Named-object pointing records
————————
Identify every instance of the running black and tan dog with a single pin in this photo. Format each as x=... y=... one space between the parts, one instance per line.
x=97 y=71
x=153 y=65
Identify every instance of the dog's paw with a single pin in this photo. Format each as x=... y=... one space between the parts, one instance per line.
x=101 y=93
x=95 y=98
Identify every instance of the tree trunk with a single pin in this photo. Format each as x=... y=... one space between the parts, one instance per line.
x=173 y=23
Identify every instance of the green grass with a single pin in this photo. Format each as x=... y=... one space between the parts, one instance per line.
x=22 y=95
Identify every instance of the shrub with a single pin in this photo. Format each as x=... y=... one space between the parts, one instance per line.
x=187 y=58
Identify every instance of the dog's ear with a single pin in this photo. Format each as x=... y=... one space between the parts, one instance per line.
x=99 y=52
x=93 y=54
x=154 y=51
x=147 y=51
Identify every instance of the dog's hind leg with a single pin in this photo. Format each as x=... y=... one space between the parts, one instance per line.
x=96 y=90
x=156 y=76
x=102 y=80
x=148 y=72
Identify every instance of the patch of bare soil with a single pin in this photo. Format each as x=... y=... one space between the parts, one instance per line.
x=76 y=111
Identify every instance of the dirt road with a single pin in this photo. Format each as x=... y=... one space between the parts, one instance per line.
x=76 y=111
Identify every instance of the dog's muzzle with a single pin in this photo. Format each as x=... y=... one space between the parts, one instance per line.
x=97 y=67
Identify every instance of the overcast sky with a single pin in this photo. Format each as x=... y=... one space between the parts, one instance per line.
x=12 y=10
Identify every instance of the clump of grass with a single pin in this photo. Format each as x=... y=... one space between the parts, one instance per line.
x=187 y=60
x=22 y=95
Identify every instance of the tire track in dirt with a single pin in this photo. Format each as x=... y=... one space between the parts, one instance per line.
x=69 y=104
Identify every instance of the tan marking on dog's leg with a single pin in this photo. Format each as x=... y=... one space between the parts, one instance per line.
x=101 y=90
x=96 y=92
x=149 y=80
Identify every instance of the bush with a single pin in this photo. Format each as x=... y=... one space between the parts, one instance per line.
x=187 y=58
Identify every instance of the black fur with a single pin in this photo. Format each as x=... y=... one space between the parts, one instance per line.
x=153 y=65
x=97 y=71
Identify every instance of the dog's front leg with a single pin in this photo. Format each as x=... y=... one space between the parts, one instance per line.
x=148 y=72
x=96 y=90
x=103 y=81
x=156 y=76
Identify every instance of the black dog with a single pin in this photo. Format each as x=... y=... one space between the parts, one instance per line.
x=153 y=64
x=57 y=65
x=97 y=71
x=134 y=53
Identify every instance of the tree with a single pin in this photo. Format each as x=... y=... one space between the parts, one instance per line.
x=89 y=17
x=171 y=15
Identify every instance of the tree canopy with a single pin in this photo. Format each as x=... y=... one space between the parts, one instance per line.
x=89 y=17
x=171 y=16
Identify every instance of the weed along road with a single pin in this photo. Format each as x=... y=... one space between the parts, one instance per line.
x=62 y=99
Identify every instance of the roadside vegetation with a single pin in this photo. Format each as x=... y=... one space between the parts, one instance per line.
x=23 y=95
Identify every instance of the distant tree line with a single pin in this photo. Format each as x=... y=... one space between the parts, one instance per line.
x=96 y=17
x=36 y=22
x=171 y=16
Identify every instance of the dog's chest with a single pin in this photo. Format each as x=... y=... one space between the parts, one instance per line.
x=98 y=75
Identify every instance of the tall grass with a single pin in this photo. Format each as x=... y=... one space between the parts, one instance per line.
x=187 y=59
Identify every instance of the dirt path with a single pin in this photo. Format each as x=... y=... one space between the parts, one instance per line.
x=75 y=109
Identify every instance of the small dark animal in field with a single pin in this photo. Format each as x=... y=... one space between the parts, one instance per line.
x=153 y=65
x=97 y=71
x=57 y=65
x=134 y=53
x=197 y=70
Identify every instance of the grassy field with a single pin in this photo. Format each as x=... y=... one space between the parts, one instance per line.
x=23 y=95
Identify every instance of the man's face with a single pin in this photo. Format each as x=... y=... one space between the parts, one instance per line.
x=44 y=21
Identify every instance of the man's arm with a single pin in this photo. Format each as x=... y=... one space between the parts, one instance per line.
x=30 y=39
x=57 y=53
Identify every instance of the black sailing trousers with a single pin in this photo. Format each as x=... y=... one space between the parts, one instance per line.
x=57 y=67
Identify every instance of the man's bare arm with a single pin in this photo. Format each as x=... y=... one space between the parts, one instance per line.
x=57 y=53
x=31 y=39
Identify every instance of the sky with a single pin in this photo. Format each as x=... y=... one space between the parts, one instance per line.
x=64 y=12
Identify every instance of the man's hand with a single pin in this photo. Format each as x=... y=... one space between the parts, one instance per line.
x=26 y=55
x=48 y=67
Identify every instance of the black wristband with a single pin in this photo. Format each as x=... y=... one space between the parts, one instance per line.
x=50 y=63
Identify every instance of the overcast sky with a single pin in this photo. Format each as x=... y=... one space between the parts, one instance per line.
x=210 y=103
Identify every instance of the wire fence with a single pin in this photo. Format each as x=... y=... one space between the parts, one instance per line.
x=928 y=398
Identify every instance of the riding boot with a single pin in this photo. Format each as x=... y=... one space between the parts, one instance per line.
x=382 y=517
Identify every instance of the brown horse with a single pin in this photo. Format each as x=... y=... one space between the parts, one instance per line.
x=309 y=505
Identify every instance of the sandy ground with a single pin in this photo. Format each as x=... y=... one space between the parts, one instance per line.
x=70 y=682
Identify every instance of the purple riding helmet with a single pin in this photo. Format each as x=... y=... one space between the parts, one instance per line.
————————
**WHAT THIS TASK INVOLVES**
Beginning at the line containing "Identify every instance of the man's face", repeat each line exactly through the last line of the entries, and include no other lines.

**EXERCISE RESPONSE**
Identify every instance of the man's face with a single pin in this photo. Format each as x=... y=... one space between the parts, one instance per line.
x=44 y=21
Identify every instance of the man's arm with a single pin in this photo. Format each as x=... y=... one space between the parts, one instance per line.
x=30 y=39
x=57 y=53
Identify every instance of the black sailing trousers with a single pin in this photo. Format each as x=... y=... one space between the parts, one instance per line.
x=57 y=67
Identify every instance of the man's bare arm with a single pin in this photo. Format each as x=... y=... one space between the parts, one instance per line.
x=57 y=53
x=31 y=39
Identify every instance of the sky with a single pin in this photo. Format each as x=... y=... one space between the parts, one instance per line.
x=64 y=12
Identify every instance of the man's hand with a single pin in this photo. Format each as x=... y=... one space between the parts, one instance per line.
x=26 y=55
x=48 y=67
Identify every instance of the black wristband with a single pin in this photo. Format each as x=... y=... one space between the parts, one instance per line.
x=50 y=63
Identify every instance of the overcast sky with a single pin in this photo. Format each as x=... y=... one space between the parts, one instance per line.
x=210 y=103
Identify every instance of the wire fence with a single pin in this photo. Format each as x=... y=... one space between the parts, one instance per line.
x=928 y=398
Identify every instance of the riding boot with a single pin in this photo. Format each as x=... y=... one space between the parts, one instance per line.
x=382 y=517
Identify every instance of the brown horse with a single pin in this photo. Format each as x=... y=... one space between the parts, one instance per line.
x=309 y=505
Identify every instance of the sandy ground with a single pin in this photo. Format each as x=... y=... one space between the parts, one instance per line.
x=70 y=682
Identify every instance of the purple riding helmet with a single pin in this photo. Format each as x=... y=... one space between the parts, one instance per line.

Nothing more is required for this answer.